**Your instructions:**
Rewrite every line of the records below as a Markdown table with two columns, Row and Line. Number the rows in order and leave out the blank lines.
■ ■ ■ ■ ■ ■ ■
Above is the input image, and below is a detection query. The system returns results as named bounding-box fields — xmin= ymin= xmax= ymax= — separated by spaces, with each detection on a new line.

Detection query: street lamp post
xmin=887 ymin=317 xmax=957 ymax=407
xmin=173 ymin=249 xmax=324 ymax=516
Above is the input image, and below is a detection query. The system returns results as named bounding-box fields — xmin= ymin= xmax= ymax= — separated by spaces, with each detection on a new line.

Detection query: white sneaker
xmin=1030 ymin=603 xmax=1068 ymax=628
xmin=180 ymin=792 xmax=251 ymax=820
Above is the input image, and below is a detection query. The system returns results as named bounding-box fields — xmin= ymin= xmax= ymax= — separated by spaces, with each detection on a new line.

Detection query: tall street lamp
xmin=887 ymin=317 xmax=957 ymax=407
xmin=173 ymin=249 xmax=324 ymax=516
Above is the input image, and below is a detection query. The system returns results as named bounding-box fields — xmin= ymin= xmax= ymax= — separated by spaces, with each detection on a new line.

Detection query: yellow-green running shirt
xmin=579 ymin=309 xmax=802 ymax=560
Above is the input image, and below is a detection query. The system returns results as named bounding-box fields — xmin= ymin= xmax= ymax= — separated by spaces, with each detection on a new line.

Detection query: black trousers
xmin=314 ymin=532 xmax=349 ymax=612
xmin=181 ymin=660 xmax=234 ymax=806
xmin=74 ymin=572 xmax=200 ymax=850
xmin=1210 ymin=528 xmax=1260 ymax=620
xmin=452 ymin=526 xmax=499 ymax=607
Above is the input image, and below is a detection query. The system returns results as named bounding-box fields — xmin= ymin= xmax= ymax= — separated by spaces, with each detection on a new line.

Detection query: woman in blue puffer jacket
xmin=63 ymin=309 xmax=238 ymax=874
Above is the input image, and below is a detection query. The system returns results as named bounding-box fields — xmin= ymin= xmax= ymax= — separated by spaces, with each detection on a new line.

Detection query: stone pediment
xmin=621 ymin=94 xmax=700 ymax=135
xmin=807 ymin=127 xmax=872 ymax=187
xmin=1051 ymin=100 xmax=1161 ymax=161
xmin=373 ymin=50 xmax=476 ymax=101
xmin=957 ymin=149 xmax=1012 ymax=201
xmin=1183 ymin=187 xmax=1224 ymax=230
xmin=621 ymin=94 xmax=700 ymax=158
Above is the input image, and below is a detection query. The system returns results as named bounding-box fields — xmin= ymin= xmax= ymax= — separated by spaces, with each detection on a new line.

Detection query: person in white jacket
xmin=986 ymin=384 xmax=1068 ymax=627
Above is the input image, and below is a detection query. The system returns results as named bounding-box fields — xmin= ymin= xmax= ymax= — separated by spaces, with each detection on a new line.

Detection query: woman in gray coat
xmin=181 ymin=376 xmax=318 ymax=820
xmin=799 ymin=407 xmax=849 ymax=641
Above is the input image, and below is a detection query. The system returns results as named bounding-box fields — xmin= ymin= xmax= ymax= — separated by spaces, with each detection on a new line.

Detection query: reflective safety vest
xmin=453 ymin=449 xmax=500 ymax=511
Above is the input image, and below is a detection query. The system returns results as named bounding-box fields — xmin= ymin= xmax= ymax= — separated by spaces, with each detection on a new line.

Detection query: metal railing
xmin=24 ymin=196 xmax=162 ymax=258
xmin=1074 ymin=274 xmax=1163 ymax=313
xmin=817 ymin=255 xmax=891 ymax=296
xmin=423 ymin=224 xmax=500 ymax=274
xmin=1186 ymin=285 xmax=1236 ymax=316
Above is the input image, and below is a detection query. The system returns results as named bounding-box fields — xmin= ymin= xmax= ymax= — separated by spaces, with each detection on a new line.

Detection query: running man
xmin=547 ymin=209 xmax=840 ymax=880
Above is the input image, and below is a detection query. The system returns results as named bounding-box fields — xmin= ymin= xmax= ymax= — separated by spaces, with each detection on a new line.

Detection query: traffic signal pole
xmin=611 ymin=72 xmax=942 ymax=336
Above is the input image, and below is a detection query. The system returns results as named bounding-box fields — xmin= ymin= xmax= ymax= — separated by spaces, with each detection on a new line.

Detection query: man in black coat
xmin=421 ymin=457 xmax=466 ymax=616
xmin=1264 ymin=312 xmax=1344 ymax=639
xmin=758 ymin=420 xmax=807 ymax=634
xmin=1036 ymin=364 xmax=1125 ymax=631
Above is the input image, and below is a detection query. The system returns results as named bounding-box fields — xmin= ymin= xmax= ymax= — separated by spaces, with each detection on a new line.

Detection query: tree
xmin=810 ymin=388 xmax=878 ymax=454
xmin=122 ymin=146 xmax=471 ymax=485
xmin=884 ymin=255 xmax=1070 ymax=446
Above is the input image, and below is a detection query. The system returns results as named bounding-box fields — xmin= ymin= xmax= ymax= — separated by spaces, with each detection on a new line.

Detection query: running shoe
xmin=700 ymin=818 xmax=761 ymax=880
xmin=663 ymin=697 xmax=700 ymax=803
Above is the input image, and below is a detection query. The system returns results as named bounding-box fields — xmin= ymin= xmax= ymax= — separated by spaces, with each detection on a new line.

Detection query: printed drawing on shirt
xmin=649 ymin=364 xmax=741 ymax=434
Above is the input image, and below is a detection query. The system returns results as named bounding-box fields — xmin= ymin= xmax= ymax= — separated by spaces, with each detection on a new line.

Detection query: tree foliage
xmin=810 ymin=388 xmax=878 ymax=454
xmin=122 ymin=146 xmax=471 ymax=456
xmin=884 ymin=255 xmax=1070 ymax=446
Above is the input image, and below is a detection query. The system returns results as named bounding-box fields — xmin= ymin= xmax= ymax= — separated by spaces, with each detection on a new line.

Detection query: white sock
■ ■ ■ ■ ■ ■ ■
**The result:**
| Row | Line |
|---|---|
| 1 | Above is the input image, and below is a detection query. The system returns results as named bounding-box fields — xmin= ymin= xmax= ymax= — separated by spaces, with each detection on a new line. |
| 2 | Detection query: street lamp post |
| 3 | xmin=887 ymin=317 xmax=957 ymax=407 |
| 4 | xmin=173 ymin=249 xmax=324 ymax=516 |
| 5 | Above is the input image, and below is a detection query. The system returns results as named bounding-box fields — xmin= ymin= xmax= ymax= — separated by spaces, with each detection on a new line. |
| 6 | Detection query: white sneaker |
| 7 | xmin=1030 ymin=603 xmax=1068 ymax=628 |
| 8 | xmin=180 ymin=792 xmax=251 ymax=820 |
| 9 | Above is the input image, and below is a detection query. The system returns results as named bounding-box fields — xmin= ymin= xmax= ymax= — separated by spaces, with each detection on a new line. |
| 10 | Detection query: tall street lamp |
| 11 | xmin=887 ymin=317 xmax=957 ymax=407 |
| 12 | xmin=173 ymin=249 xmax=324 ymax=516 |
| 13 | Above is the input image, and below is a detection query. The system returns results as named bounding-box fields — xmin= ymin= xmax= ymax= — separated by spaces, with each detection on a new line. |
| 14 | Detection query: yellow-green running shirt |
| 15 | xmin=579 ymin=309 xmax=802 ymax=560 |
| 16 | Above is the input image, and below is a detection query. The system returns results as named bounding-box fields — xmin= ymin= xmax= ymax= — separated by spaces, with each detection on a new line. |
| 17 | Detection query: black trousers |
| 18 | xmin=314 ymin=532 xmax=349 ymax=612 |
| 19 | xmin=181 ymin=660 xmax=234 ymax=806 |
| 20 | xmin=74 ymin=572 xmax=200 ymax=850 |
| 21 | xmin=1210 ymin=528 xmax=1260 ymax=620 |
| 22 | xmin=452 ymin=526 xmax=499 ymax=607 |
| 23 | Above is the input image, and below is a detection query. The system returns results as named bounding-box fields — xmin= ymin= xmax= ymax= — separated by spaces, with each detection on a new line. |
| 24 | Detection query: woman in blue puffer jacket |
| 25 | xmin=63 ymin=309 xmax=238 ymax=874 |
| 26 | Above is the input image, and below is a detection query. The system returns results as named bounding-box fields — xmin= ymin= xmax= ymax= — separated by spaces, with each detection on a new line. |
| 27 | Detection query: stone pediment |
| 28 | xmin=621 ymin=94 xmax=700 ymax=135 |
| 29 | xmin=807 ymin=127 xmax=872 ymax=187 |
| 30 | xmin=1051 ymin=100 xmax=1161 ymax=161 |
| 31 | xmin=373 ymin=50 xmax=476 ymax=101 |
| 32 | xmin=957 ymin=149 xmax=1012 ymax=201 |
| 33 | xmin=1183 ymin=187 xmax=1224 ymax=230 |
| 34 | xmin=621 ymin=94 xmax=700 ymax=158 |
| 35 | Above is the input image, and below is a detection query. The system returns results as named bounding-box fields — xmin= ymin= xmax= ymax= — separated by spaces, with each detection on a new line. |
| 36 | Detection query: person in white jacket |
| 37 | xmin=986 ymin=384 xmax=1068 ymax=627 |
| 38 | Above is the input image, and below is a detection query. The system returns results as named bounding-box fields — xmin= ymin= xmax= ymax= — separated by spaces, with each detection on a new line. |
| 39 | Detection query: woman in gray coat |
| 40 | xmin=181 ymin=376 xmax=318 ymax=820 |
| 41 | xmin=799 ymin=407 xmax=849 ymax=641 |
| 42 | Above is the input image, and below is a detection query. The system returns results as named bounding-box fields — xmin= ymin= xmax= ymax= — separated by spaces, with each detection on a new line. |
| 43 | Detection query: reflective safety vest |
| 44 | xmin=453 ymin=449 xmax=500 ymax=511 |
| 45 | Above is the input image, and below is a detection query. The system returns results as named bounding-box fields — xmin= ymin= xmax= ymax= — separated by spaces, with each detection on a new line. |
| 46 | Detection query: metal railing |
| 47 | xmin=24 ymin=196 xmax=162 ymax=258 |
| 48 | xmin=1074 ymin=274 xmax=1163 ymax=313 |
| 49 | xmin=817 ymin=255 xmax=891 ymax=296 |
| 50 | xmin=423 ymin=224 xmax=500 ymax=274 |
| 51 | xmin=1186 ymin=285 xmax=1236 ymax=316 |
| 52 | Above is the input image, and below is a detection query. The system returns results as named bounding-box fields — xmin= ymin= xmax= ymax= — separated by spaces, with each detection on a new line. |
| 53 | Detection query: running man |
| 54 | xmin=547 ymin=209 xmax=840 ymax=880 |
| 55 | Above is the input image, and below is a detection query. The system returns results as named bounding-box fields — xmin= ymin= xmax= ymax= — separated by spaces, with each detection on a new line. |
| 56 | Detection query: traffic signal pole |
| 57 | xmin=611 ymin=72 xmax=942 ymax=336 |
| 58 | Above is the input image, and below is a detection query. The system returns results as named bounding-box fields — xmin= ymin= xmax= ymax= — separated by spaces, with each detection on a new line. |
| 59 | Detection query: man in black coat |
| 60 | xmin=421 ymin=457 xmax=466 ymax=616 |
| 61 | xmin=1264 ymin=312 xmax=1344 ymax=639 |
| 62 | xmin=758 ymin=420 xmax=807 ymax=634 |
| 63 | xmin=1036 ymin=364 xmax=1125 ymax=631 |
| 64 | Above is the input image, and below is a detection query. The system returns results as named bounding-box fields — xmin= ymin= xmax= ymax= — separated by spaces, with each detection on a new line. |
| 65 | Detection query: tree |
| 66 | xmin=810 ymin=388 xmax=878 ymax=454 |
| 67 | xmin=122 ymin=146 xmax=471 ymax=485 |
| 68 | xmin=884 ymin=255 xmax=1070 ymax=446 |
| 69 | Above is the input image, and below is a detection query. The system returns results as named bounding-box fields — xmin= ymin= xmax= ymax= — separated by spaces, with each detection on a new line. |
| 70 | Detection query: running shoe |
| 71 | xmin=700 ymin=818 xmax=761 ymax=880 |
| 72 | xmin=663 ymin=697 xmax=700 ymax=803 |
| 73 | Above is the input image, and below is a detection query. The system returns results as named bounding-box fields — xmin= ymin= xmax= ymax= — separated by spaces, with each detection on a new line. |
| 74 | Detection query: printed drawing on shirt |
| 75 | xmin=649 ymin=364 xmax=741 ymax=434 |
| 76 | Above is the input image, and below is a detection query. The system returns results as named bounding-box fields — xmin= ymin= xmax= ymax= — separated by spaces, with each detection on a new line. |
| 77 | Detection query: tree foliage |
| 78 | xmin=810 ymin=388 xmax=878 ymax=454 |
| 79 | xmin=122 ymin=146 xmax=471 ymax=456 |
| 80 | xmin=884 ymin=255 xmax=1070 ymax=446 |
| 81 | Above is the input image, and below is a detection query. The system returns results as named bounding-box fields — xmin= ymin= xmax= ymax= — separated by spaces, with each detection on a new line. |
| 82 | Detection query: white sock |